Source data:
+===+

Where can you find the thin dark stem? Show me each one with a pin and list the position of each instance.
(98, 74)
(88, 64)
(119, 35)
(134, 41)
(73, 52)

+===+

What to produce: The listing above should be repeated in its entirety, unchanged.

Answer space:
Where can you find the thin dark stem? Show me each one with a pin and list the position of each instance.
(98, 74)
(88, 64)
(119, 35)
(134, 41)
(73, 52)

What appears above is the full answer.